### [EXERCISE TASK]
Set down each line of the data below exactly as it stands, dropping the pictures.

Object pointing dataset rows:
************

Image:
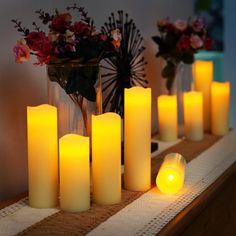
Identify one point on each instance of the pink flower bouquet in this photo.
(178, 42)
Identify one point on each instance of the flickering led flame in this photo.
(170, 178)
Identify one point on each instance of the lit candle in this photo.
(220, 93)
(202, 83)
(106, 158)
(42, 156)
(137, 139)
(74, 173)
(193, 116)
(167, 117)
(170, 178)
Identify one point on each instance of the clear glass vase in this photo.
(74, 109)
(182, 83)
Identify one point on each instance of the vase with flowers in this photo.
(71, 50)
(177, 43)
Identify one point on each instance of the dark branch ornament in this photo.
(125, 68)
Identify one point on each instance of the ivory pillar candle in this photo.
(220, 93)
(137, 139)
(74, 173)
(170, 178)
(106, 159)
(193, 116)
(42, 156)
(202, 83)
(167, 117)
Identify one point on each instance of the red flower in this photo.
(208, 44)
(198, 25)
(21, 51)
(169, 28)
(35, 39)
(184, 42)
(44, 52)
(61, 23)
(81, 28)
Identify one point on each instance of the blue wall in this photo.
(230, 54)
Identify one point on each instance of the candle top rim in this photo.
(42, 107)
(74, 137)
(105, 115)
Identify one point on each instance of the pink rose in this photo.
(103, 37)
(208, 44)
(81, 28)
(44, 52)
(21, 51)
(162, 23)
(196, 41)
(198, 25)
(116, 36)
(61, 23)
(35, 39)
(184, 42)
(180, 25)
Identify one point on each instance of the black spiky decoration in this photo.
(125, 68)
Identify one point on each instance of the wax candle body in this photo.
(193, 116)
(74, 173)
(167, 117)
(170, 178)
(106, 159)
(42, 156)
(220, 93)
(137, 139)
(202, 83)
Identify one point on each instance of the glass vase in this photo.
(75, 105)
(182, 83)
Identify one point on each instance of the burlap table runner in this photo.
(64, 223)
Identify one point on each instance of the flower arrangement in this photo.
(66, 41)
(71, 49)
(178, 42)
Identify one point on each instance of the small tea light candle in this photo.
(167, 117)
(170, 178)
(193, 116)
(74, 173)
(203, 73)
(220, 93)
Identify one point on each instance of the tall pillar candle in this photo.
(106, 158)
(42, 156)
(74, 173)
(202, 83)
(167, 117)
(193, 116)
(220, 93)
(137, 139)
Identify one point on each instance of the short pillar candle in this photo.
(170, 178)
(167, 117)
(220, 95)
(193, 116)
(137, 139)
(42, 156)
(74, 173)
(106, 158)
(202, 83)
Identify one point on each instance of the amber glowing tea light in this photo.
(170, 178)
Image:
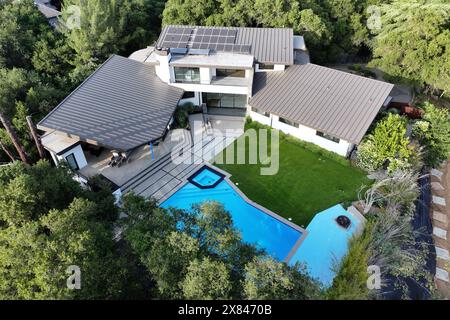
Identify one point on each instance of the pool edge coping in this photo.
(304, 232)
(227, 176)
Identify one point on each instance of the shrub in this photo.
(434, 134)
(350, 282)
(388, 147)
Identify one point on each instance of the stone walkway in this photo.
(440, 211)
(169, 173)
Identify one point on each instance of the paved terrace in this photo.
(169, 173)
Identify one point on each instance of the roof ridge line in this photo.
(78, 88)
(353, 74)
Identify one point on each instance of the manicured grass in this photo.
(309, 180)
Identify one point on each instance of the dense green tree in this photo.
(48, 223)
(206, 279)
(413, 43)
(21, 26)
(197, 254)
(434, 133)
(331, 29)
(267, 279)
(350, 282)
(95, 29)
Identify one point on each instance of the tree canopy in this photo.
(48, 223)
(413, 42)
(198, 254)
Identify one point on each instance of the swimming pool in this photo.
(266, 231)
(326, 244)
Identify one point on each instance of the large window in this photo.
(187, 75)
(72, 161)
(223, 100)
(230, 73)
(261, 112)
(328, 137)
(263, 66)
(289, 122)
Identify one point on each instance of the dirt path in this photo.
(441, 226)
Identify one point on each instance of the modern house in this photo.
(118, 123)
(125, 108)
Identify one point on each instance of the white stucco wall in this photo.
(259, 117)
(205, 75)
(163, 70)
(304, 133)
(277, 67)
(78, 153)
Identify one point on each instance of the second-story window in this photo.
(187, 75)
(230, 73)
(263, 66)
(328, 136)
(261, 112)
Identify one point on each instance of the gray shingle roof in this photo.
(122, 105)
(268, 45)
(335, 102)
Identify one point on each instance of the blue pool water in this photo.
(206, 178)
(326, 244)
(256, 226)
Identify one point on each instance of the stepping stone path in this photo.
(442, 254)
(440, 187)
(440, 233)
(439, 216)
(439, 201)
(442, 274)
(436, 173)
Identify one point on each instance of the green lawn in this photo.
(309, 180)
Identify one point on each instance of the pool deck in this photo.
(170, 172)
(304, 232)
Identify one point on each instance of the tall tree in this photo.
(21, 26)
(413, 43)
(48, 223)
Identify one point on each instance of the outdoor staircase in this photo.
(165, 160)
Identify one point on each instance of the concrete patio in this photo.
(139, 160)
(169, 173)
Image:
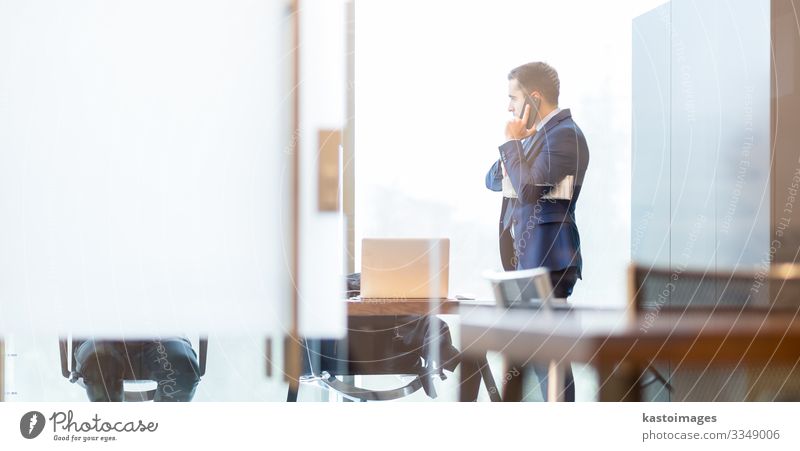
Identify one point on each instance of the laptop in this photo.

************

### [WORKED SOLUTION]
Image:
Identify one point on each instance of the pink flower bouquet in this photo.
(178, 42)
Identify one point on each instance of the flickering led flame in this photo.
(170, 178)
Identify one point on each instance of the lit candle in this photo.
(220, 93)
(202, 83)
(106, 158)
(42, 156)
(137, 139)
(74, 173)
(193, 116)
(167, 117)
(170, 178)
Identify one point on each instance of the clear glass vase in this photo.
(74, 109)
(182, 83)
Identify one point on each instance of the vase with flowers in this photo.
(71, 50)
(177, 43)
Identify one point on each instance of the dark branch ornament in this photo.
(125, 68)
Identify one point on each instance of the ivory pillar candle in this photo.
(220, 93)
(137, 139)
(74, 173)
(170, 178)
(106, 159)
(193, 116)
(42, 156)
(202, 83)
(167, 117)
Identify one point on each instance of the red flower in this photo.
(208, 44)
(198, 25)
(21, 51)
(169, 28)
(35, 39)
(184, 42)
(44, 52)
(61, 23)
(81, 28)
Identify one point on each instance of the blue wall in this photo.
(230, 54)
Identify one point on each instance of the candle top rim in this photo.
(42, 107)
(74, 137)
(105, 115)
Identify one point on each instance of the pink rose in this photo.
(103, 37)
(208, 44)
(81, 28)
(44, 52)
(21, 51)
(162, 23)
(196, 41)
(198, 25)
(116, 36)
(61, 23)
(35, 39)
(184, 42)
(180, 25)
Identify one point on each instance of the black spiky decoration in this photo.
(125, 68)
Identify one point on each instance of the wax candle body in this photo.
(193, 116)
(74, 173)
(167, 117)
(170, 178)
(106, 159)
(42, 156)
(220, 93)
(137, 139)
(202, 83)
Identify one point on each instance of the glass vase in this photo.
(75, 105)
(182, 83)
Identify one point on each instance of the burlap table runner in this photo.
(64, 223)
Identify one point on each instance of the flower arrangement in this photo.
(66, 41)
(71, 49)
(178, 42)
Identify one point on each instance of the small tea light candle in this photo.
(167, 117)
(170, 178)
(193, 116)
(74, 173)
(203, 73)
(220, 93)
Identify one point on each instance of the tall pillar candle in this photo.
(106, 158)
(42, 156)
(74, 173)
(202, 83)
(167, 117)
(193, 116)
(220, 93)
(137, 139)
Identify one point on each instance of the short pillar candle in this photo.
(170, 178)
(167, 117)
(220, 95)
(193, 116)
(137, 139)
(42, 156)
(74, 173)
(106, 158)
(202, 83)
Identify one point on each instance of the amber glowing tea light in this photo.
(170, 178)
Image:
Identify one point on each instance of the pool edge coping in this photo.
(304, 232)
(227, 176)
Identify one point on each instance of the shrub in this photo.
(434, 134)
(350, 282)
(388, 147)
Identify one point on each instance of the stone walkway in this photo.
(440, 211)
(169, 173)
Identify one point on each instance of the paved terrace in this photo.
(169, 173)
Identify one point on each instance of the roof ridge line in this photo.
(78, 88)
(353, 74)
Identify one point on each instance of the manicured grass in this photo.
(309, 180)
Identify one point on each instance of the dense green tree in this photo.
(48, 223)
(206, 279)
(413, 43)
(21, 26)
(197, 254)
(434, 133)
(331, 29)
(267, 279)
(350, 282)
(95, 29)
Identify one point on each instance of the tree canopy in this photo.
(48, 223)
(413, 42)
(198, 254)
Identify one point on each instance of the swimming pool in this photo.
(266, 231)
(326, 244)
Identify one point on each instance of the large window in this photo.
(187, 75)
(72, 161)
(223, 100)
(230, 73)
(261, 112)
(328, 137)
(263, 66)
(289, 122)
Identify one point on each instance of the dirt path in this photo.
(441, 226)
Identify one point on each instance of the modern house in this photo.
(118, 123)
(125, 108)
Identify one point on each instance of the white stucco wall in this photo.
(259, 117)
(205, 75)
(163, 70)
(304, 133)
(277, 67)
(78, 153)
Identify one point on each instance of the second-story window in this photo.
(187, 75)
(230, 73)
(263, 66)
(328, 136)
(261, 112)
Identify one point on each instance of the gray shingle roof in this photo.
(122, 105)
(268, 45)
(335, 102)
Identify one point on each instance of the blue pool water in this photo.
(206, 178)
(326, 244)
(256, 226)
Identify one point on each instance of the stepping stone path in this photo.
(442, 254)
(440, 187)
(440, 233)
(439, 216)
(439, 201)
(442, 274)
(436, 173)
Identify one point on each instance of the green lawn in this photo.
(309, 180)
Identify one point on each instance of the pool deck in this photo.
(170, 172)
(304, 232)
Identify one point on each instance of the tall tree in this photo.
(21, 26)
(413, 43)
(48, 223)
Identify one point on each instance of the outdoor staircase in this photo.
(165, 160)
Identify one point on each instance of the concrete patio in this photo.
(139, 160)
(169, 173)
Image:
Identify one point on each instance of the laptop in this photo.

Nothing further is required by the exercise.